▸ TASK REQUIREMENTS:
1. Give each line that makes up the body of test1 in the code sample of the clang thread_local post, in order.
2. Continue the post about Clang diagnosing misuse of block-scoped thread_local variables, starting after its final line.

[clang] Diagnose misuse of block variable thread_locals with dynamic init or destruction.

jyknight commented 4 hours ago

The C++ standard makes it unfortunately easy to misuse a block-scoped variable with thread-local storage duration, and, therefore, to inadvertently/confusingly end up using an uninitialized value.

The issues arise with the difference in initialization semantics between a global marked thread_local and a block-scoped variable marked thread_local. For a global variable marked thread_local, the initializer is run the first time the value is accessed on a given thread -- which means every access verifies whether initialization is required. In contrast, a function-local thread_local is initialized the first time control-flow passes through the declaration on a given thread: uses never trigger initialization.

Thus, whenever a function-local thread_local has dynamic initialization, or has a type with non-trivial destruction, we have some pretty nasty footguns. I've used an int in these examples, but of course the symptoms will be worse when missing the initialization of a non-trivial object.

1. Jumping over the initializer

While C++ prohibits jumping into the scope of an automatic variable [stmt.decl] p2, it does not prohibit jumping into the scope of a function-local thread_local (or static) object. The object's initializer is simply skipped.

E.g.:

int f();
int test1() {
  goto skip;
  thread_local int x = f();
  skip:
  return x;
}

I can't think of a valid reason why any code should ever do this. Ideally, the language would outright prohibit it -- just like it does for automatic variables. I'm not sure why it does not. Until then, we could emit a warning. (I think it makes sense to diagnose for both thread and static variables, here).

2. Accessing the value in a nested function/lambda.

E.g.

▸ DATASET ENTRIES:

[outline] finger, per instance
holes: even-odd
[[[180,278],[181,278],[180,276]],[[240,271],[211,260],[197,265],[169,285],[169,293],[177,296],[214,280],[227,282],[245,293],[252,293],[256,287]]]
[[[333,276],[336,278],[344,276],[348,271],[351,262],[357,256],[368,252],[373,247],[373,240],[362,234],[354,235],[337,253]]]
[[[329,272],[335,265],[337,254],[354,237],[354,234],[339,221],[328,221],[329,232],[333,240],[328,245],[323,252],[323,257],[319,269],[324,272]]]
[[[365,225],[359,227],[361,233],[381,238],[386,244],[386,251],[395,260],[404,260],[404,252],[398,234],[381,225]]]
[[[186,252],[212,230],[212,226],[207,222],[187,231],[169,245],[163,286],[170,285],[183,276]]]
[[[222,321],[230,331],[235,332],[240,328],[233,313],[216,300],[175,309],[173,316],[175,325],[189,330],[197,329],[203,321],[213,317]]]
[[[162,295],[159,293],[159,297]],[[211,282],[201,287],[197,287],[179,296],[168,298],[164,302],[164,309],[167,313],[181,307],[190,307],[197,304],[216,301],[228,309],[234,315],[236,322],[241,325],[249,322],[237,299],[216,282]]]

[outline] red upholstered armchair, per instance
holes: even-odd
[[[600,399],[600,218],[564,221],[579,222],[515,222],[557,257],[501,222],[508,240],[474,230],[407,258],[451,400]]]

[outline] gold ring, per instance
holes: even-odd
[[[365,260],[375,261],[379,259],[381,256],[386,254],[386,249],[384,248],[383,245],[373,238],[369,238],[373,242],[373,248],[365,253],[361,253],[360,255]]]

▸ PER-TASK OUTPUTS:
1.
goto skip;
thread_local int x = f();
skip:
return x;

2.
int f();
void g(int (*fn)());

int test2() {
  thread_local int x = f();
  g([] { return x; });
}

Note that the lambda does not capture the address of x -- it can access it directly, because it's not an automatic variable. Thus, the address of x that the lambda acceses will be the address for the thread the lambda is called on. However, because the access does not flow through the declaration of x, the value may be uninitialized.

This case is a bit trickier, because this code perfectly safe as long as g only calls the lambda on the same thread. Nevertheless, I believe that it would also be an improvement to prohibit this -- and, in absence of such a prohibition, we should warn about it. If you do legitimately want to use a thread_local in a lambda that you know will only be executed on the same thread, you could capture the address (same as you'd need to do for an automatic variable). But, it's probably better to move the block-scoped thread_local either to a new function, or to a global.

3. Accessing the value from a lambda, without ever executing the parent

This is similar to the above, but it's also unsafe even within a single thread (and thus, also can be triggered for a static storage duration declaration). Since the lambda function is part of the type, it can be constructed and called without ever executing the parent function -- and thus never pass through the initializer for x.

int f();

auto GetLambda() {
    thread_local int x = f();
    return [] { return x; };
}

int test3() {
  return decltype(GetLambda()){}();
}

For thread_local (but not static), the diagnostic for the previous case would also cover this. This code seems much less likely to happen accidentally than the other cases -- so, I think it's probably not worth caring about the issue for static storage duration variables.

4. Accessing the value after coroutine suspension.

int f();
std::generator<int> test4() {
  thread_local int x = f();
  while(true)
    co_yield x;
}

A coroutine may be resumed on a different thread at each resumption. Therefore, upon every access to x, we fetch the thread-local address anew (and, if it was a global, we'd also ensure the initializer had been called). Unfortunately, for a block-scoped thread_local, the initializer only runs on the thread where test started execution, and not where it's resumed. This feels...unexpected.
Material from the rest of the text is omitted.